[Coordinate annotation entries]

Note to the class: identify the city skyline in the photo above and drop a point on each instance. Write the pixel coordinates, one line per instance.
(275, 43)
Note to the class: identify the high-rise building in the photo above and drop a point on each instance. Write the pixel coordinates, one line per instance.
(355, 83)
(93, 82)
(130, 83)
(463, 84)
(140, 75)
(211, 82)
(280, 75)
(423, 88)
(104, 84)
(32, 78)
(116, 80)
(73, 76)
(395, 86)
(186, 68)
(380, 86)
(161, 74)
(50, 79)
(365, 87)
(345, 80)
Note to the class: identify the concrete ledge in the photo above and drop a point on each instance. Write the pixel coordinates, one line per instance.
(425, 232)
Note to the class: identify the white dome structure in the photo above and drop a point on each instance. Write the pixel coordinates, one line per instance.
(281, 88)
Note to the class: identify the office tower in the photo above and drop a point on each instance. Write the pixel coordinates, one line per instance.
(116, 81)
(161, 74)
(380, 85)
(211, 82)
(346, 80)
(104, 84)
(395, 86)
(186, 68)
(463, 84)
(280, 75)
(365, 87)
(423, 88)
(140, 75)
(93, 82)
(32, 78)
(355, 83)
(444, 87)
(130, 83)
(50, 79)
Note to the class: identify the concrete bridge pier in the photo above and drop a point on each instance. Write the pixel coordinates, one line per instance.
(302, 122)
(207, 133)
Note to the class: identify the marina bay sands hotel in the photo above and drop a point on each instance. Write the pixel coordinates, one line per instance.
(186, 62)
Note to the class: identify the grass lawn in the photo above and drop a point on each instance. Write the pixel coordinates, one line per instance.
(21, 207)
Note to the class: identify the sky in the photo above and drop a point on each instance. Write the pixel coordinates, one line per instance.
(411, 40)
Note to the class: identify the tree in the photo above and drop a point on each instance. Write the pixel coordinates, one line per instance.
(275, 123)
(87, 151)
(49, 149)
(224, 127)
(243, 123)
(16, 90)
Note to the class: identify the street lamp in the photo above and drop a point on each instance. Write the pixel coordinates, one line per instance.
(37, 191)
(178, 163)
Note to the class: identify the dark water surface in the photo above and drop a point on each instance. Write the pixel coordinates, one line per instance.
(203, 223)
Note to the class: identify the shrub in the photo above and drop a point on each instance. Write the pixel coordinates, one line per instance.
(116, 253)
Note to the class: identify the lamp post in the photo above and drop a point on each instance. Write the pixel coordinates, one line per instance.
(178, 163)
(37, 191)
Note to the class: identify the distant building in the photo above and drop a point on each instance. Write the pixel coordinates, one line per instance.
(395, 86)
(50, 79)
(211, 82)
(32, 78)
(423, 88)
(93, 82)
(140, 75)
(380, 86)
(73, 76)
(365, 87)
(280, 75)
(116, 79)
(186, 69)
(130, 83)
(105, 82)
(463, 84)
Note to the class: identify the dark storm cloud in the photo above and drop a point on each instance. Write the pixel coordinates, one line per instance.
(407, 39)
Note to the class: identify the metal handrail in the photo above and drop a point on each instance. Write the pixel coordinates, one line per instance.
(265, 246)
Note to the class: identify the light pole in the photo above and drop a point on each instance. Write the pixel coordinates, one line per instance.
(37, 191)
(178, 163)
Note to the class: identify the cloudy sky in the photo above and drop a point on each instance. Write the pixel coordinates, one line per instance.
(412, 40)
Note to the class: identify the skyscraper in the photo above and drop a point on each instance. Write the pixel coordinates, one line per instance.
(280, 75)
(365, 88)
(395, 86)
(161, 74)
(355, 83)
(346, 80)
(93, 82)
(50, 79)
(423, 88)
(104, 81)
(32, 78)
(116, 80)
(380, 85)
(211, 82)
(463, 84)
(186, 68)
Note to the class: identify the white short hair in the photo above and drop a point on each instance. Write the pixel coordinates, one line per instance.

▶ _REQUIRED WORK_
Rewrite every line between the line containing "Note to the class: identify the dark storm" and the end of the records, inclusive. Scale each coordinate in the answers by 1.7, round to whole numbers with halves going up, and leave all other text unchanged.

▶ _COMPLETED TASK_
Note to the class: identify the dark storm cloud in the photo above and drop a point on each instance. Write the pixel coordinates, one line per instance.
(692, 66)
Note to the class: identify the metal handrail in the photo above and drop a point on each instance. Write the pixel coordinates, one line per instance.
(451, 418)
Note to the class: identify the light pole in the photo above and drop a point on each instance. Write the pixel coordinates, one line per instance.
(63, 325)
(303, 277)
Note to the class: identify the cloudy sky in the photo above and drop a point on each instance. Write the pixel coordinates, one line per instance.
(700, 68)
Note to the class: identify the skyscraper in the photo above and drop a point on each instance. Write the pixel coordinates, one line per instance.
(476, 128)
(621, 150)
(672, 146)
(274, 126)
(604, 141)
(588, 136)
(158, 139)
(85, 134)
(719, 150)
(177, 138)
(54, 133)
(197, 136)
(646, 145)
(359, 139)
(787, 143)
(316, 116)
Note to the class: identify the white short hair in the photo above and drop a point on each instance. Write the pixel coordinates, one line per instance.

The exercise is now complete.